◆ What the task asks
Transcribe each record exactly. Include every one.

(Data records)

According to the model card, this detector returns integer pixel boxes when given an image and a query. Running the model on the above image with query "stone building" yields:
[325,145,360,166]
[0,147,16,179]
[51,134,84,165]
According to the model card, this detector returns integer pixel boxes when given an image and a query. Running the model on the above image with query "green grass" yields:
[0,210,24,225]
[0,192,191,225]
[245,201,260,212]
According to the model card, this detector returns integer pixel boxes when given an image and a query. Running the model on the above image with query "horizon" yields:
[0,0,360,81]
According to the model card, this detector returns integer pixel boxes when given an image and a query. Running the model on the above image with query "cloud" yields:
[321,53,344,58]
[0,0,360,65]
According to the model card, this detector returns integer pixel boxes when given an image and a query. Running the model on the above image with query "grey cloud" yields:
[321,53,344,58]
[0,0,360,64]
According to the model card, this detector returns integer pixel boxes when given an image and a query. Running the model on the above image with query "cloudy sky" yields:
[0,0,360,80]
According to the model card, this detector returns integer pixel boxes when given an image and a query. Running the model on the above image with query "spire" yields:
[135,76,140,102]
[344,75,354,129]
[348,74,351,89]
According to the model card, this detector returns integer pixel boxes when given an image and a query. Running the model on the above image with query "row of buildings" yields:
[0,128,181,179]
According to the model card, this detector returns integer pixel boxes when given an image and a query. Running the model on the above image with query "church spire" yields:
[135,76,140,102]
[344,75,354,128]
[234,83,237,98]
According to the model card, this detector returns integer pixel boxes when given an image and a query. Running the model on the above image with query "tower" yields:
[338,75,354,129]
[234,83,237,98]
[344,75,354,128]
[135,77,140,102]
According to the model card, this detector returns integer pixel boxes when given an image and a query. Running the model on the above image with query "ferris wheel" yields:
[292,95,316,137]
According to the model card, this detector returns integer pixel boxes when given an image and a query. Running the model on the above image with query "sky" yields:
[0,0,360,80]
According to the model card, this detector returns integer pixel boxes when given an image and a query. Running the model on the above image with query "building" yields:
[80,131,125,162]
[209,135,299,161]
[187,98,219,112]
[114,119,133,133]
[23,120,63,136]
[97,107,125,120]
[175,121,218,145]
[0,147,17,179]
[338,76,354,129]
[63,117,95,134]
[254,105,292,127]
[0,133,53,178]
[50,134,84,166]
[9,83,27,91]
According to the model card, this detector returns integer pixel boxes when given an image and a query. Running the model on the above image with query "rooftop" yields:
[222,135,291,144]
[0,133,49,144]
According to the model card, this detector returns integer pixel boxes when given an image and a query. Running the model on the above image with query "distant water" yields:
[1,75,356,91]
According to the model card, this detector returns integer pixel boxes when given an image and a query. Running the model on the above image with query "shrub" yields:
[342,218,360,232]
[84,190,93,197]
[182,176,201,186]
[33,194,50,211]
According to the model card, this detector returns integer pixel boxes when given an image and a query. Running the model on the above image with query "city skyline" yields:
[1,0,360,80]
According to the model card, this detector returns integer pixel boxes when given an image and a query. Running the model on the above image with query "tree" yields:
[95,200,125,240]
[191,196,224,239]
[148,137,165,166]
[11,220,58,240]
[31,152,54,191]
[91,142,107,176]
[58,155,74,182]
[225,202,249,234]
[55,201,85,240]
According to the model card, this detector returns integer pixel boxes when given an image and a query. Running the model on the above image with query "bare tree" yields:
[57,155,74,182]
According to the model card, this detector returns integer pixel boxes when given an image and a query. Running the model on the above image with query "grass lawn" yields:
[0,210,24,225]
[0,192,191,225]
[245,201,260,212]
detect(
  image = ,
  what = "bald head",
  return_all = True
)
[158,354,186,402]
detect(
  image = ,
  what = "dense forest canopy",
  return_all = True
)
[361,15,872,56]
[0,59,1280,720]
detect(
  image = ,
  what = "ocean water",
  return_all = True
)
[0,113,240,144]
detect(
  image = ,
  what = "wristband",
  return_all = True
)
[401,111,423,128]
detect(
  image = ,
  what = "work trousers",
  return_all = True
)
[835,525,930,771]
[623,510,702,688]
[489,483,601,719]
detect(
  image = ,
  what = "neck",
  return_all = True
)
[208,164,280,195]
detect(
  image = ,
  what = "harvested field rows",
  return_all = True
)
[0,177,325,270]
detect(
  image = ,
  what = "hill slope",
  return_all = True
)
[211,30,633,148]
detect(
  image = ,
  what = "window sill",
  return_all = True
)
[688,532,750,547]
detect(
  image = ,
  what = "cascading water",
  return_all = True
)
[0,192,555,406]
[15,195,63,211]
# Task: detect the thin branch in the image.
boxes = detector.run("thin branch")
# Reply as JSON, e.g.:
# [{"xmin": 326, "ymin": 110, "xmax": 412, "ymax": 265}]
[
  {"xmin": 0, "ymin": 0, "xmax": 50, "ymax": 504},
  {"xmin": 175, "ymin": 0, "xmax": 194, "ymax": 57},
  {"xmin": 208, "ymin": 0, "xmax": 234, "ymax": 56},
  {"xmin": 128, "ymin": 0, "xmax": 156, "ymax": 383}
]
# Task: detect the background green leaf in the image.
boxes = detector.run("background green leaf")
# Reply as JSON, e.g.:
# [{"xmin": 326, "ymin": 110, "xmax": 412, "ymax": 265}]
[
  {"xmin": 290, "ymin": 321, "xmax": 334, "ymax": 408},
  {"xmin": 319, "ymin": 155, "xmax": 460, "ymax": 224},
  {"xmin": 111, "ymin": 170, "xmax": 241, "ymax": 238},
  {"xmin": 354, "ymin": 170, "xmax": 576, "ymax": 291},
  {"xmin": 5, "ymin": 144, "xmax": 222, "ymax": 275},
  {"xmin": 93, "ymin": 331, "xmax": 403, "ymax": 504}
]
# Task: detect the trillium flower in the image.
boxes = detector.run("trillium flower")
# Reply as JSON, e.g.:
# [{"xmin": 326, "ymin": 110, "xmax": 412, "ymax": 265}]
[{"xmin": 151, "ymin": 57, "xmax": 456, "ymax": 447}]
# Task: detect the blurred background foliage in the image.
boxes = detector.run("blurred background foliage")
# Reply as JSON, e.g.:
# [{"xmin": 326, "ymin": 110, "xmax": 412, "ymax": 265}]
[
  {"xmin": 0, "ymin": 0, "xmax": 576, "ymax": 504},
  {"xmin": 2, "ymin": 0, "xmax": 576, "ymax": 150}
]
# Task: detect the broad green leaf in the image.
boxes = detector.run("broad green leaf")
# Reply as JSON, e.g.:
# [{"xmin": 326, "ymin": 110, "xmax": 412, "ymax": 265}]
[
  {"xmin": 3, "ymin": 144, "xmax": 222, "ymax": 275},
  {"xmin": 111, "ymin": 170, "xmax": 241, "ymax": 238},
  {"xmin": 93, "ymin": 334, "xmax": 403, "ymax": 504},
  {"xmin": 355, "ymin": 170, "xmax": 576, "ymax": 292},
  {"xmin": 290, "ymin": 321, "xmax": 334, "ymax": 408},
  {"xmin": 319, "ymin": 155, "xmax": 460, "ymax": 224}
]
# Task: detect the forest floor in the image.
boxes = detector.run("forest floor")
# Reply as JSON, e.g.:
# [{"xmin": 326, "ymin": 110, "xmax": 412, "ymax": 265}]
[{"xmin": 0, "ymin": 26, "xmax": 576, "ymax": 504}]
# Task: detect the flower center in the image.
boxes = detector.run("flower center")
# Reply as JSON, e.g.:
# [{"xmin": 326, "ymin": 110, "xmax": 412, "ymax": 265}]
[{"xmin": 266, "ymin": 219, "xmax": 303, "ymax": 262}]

◆ Solution below
According to the model card, this detector returns integer pixel boxes when given an image and a query. Running the model on the above image with query "stone building" yields:
[325,145,360,166]
[0,147,16,179]
[51,134,84,165]
According to the model card, this detector returns integer pixel boxes when given an image and a query. Running the model on the above image with query "green grass" yields:
[0,210,24,225]
[0,192,191,225]
[245,201,260,212]
According to the model card, this detector returns integer pixel boxes when given an image and a query. Running the model on the above image with query "horizon" yields:
[0,0,360,81]
According to the model card, this detector returns integer pixel boxes when given an image and a query. Running the model on the above image with query "cloud" yields:
[321,53,344,58]
[0,0,360,65]
According to the model card, this detector returns integer pixel boxes when given an image and a query. Running the model on the above image with query "grey cloud" yields:
[321,53,344,58]
[0,0,360,64]
According to the model card, this detector returns integer pixel boxes when given an image and a query. Running the model on the above image with query "cloudy sky" yields:
[0,0,360,80]
According to the model card, this detector returns integer pixel boxes when given an image and a query. Running the model on the above image with query "spire" yields:
[135,76,140,102]
[344,75,354,129]
[348,74,351,89]
According to the model card, this detector returns integer pixel boxes when given an image and a query. Running the model on the above image with query "row of buildings" yields:
[0,128,181,179]
According to the model card, this detector returns integer pixel boxes when given an image and a query. Running the model on the above image with query "church spire" yields:
[135,76,140,102]
[344,75,354,128]
[234,83,237,98]
According to the model card, this detector returns integer pixel boxes when given an image and a query. Running the model on the above image with query "tower" yields:
[338,75,354,129]
[234,83,237,98]
[344,75,354,128]
[135,77,140,102]
According to the model card, this detector returns integer pixel boxes when given an image and a query. Running the model on the above image with query "ferris wheel" yields:
[292,95,316,137]
According to the model card, this detector returns integer pixel boxes when given an image and a query. Running the model on the above image with query "sky" yields:
[0,0,360,80]
According to the model card, this detector returns integer pixel boxes when given an image and a query. Running the model on the above image with query "building" yields:
[80,131,125,162]
[209,135,299,161]
[187,98,219,112]
[114,119,133,133]
[23,120,63,136]
[97,107,125,120]
[175,121,218,145]
[0,147,17,179]
[338,76,354,129]
[63,117,95,134]
[254,105,292,127]
[0,133,53,178]
[50,134,84,166]
[9,83,27,91]
According to the model card, this detector returns integer pixel boxes when given an image and a query. Running the model on the above image with query "rooftop" yields:
[222,135,291,144]
[0,133,49,144]
According to the model card, this detector returns integer pixel boxes when given an image and a query. Running the model on the above image with query "distant water" yields:
[1,75,356,91]
According to the model card, this detector returns integer pixel boxes when given an image and a query. Running the model on the above image with query "shrub" yields:
[342,218,360,232]
[84,190,93,197]
[182,176,201,186]
[33,194,50,211]
According to the model card, this detector returns integer pixel boxes when given an image and a query. Running the model on the above image with query "city skyline" yields:
[1,0,360,80]
According to the model card, this detector returns integer pixel boxes when given an image and a query. Running the model on the above image with query "tree" yields:
[95,200,125,240]
[191,196,224,239]
[148,137,165,166]
[11,220,58,240]
[31,152,54,191]
[91,142,107,176]
[58,155,74,182]
[225,202,249,234]
[55,201,85,240]
According to the model card, this detector returns integer pixel boxes when given an image and a query. Running the model on the above image with query "bare tree" yields:
[57,155,74,182]
According to the model card, this detector returns integer pixel boxes when given an image and a query. Running the model on the above image with query "grass lawn" yields:
[0,210,24,225]
[0,192,191,225]
[245,201,260,212]
detect(
  image = ,
  what = "bald head",
  return_all = True
)
[158,354,186,402]
detect(
  image = ,
  what = "dense forest canopy",
  return_all = True
)
[361,15,872,56]
[0,59,1280,720]
detect(
  image = ,
  what = "ocean water",
  return_all = True
)
[0,113,240,144]
detect(
  image = ,
  what = "wristband",
  return_all = True
)
[401,111,423,128]
detect(
  image = ,
  what = "work trousers",
  return_all = True
)
[835,525,930,771]
[623,510,702,688]
[489,483,601,719]
detect(
  image = ,
  what = "neck",
  return_all = True
)
[208,164,280,195]
detect(
  image = ,
  what = "harvested field rows",
  return_all = True
)
[0,177,325,270]
detect(
  image = ,
  what = "hill slope",
  return_all = True
)
[211,30,633,148]
detect(
  image = ,
  what = "window sill",
  return_all = True
)
[688,532,750,547]
detect(
  image = ,
  what = "cascading water",
  return_all = True
)
[0,192,555,406]
[15,195,63,211]
# Task: detect the thin branch in the image.
boxes = detector.run("thin branch")
# Reply as JSON, e.g.:
# [{"xmin": 326, "ymin": 110, "xmax": 412, "ymax": 265}]
[
  {"xmin": 0, "ymin": 0, "xmax": 50, "ymax": 504},
  {"xmin": 175, "ymin": 0, "xmax": 194, "ymax": 57},
  {"xmin": 208, "ymin": 0, "xmax": 234, "ymax": 56},
  {"xmin": 128, "ymin": 0, "xmax": 156, "ymax": 383}
]
# Task: detect the background green leaf in the image.
boxes = detector.run("background green leaf")
# Reply as JSON, e.g.:
# [{"xmin": 326, "ymin": 110, "xmax": 412, "ymax": 265}]
[
  {"xmin": 290, "ymin": 321, "xmax": 334, "ymax": 408},
  {"xmin": 319, "ymin": 155, "xmax": 460, "ymax": 224},
  {"xmin": 111, "ymin": 170, "xmax": 241, "ymax": 238},
  {"xmin": 354, "ymin": 170, "xmax": 576, "ymax": 291},
  {"xmin": 5, "ymin": 144, "xmax": 222, "ymax": 275},
  {"xmin": 93, "ymin": 331, "xmax": 403, "ymax": 504}
]
# Task: detect the trillium flower in the image.
boxes = detector.run("trillium flower")
# Reply as JSON, e.g.:
# [{"xmin": 326, "ymin": 110, "xmax": 412, "ymax": 265}]
[{"xmin": 151, "ymin": 57, "xmax": 456, "ymax": 447}]
# Task: detect the blurred background foliage in the image.
boxes = detector.run("blurred background foliage")
# Reply as JSON, e.g.:
# [{"xmin": 326, "ymin": 110, "xmax": 412, "ymax": 265}]
[
  {"xmin": 0, "ymin": 0, "xmax": 576, "ymax": 504},
  {"xmin": 2, "ymin": 0, "xmax": 576, "ymax": 150}
]
# Task: detect the broad green leaf in the image.
boxes = detector.run("broad green leaf")
# Reply as JSON, e.g.:
# [{"xmin": 326, "ymin": 110, "xmax": 412, "ymax": 265}]
[
  {"xmin": 3, "ymin": 144, "xmax": 222, "ymax": 275},
  {"xmin": 111, "ymin": 170, "xmax": 241, "ymax": 238},
  {"xmin": 93, "ymin": 334, "xmax": 403, "ymax": 504},
  {"xmin": 355, "ymin": 170, "xmax": 576, "ymax": 292},
  {"xmin": 290, "ymin": 321, "xmax": 334, "ymax": 408},
  {"xmin": 319, "ymin": 155, "xmax": 460, "ymax": 224}
]
# Task: detect the forest floor in the image.
boxes = detector.run("forest floor")
# Reply as JSON, e.g.:
# [{"xmin": 326, "ymin": 110, "xmax": 412, "ymax": 265}]
[{"xmin": 0, "ymin": 26, "xmax": 576, "ymax": 504}]
# Task: detect the flower center in the image.
boxes = detector.run("flower center")
# Reply as JSON, e.g.:
# [{"xmin": 326, "ymin": 110, "xmax": 412, "ymax": 265}]
[{"xmin": 266, "ymin": 219, "xmax": 303, "ymax": 262}]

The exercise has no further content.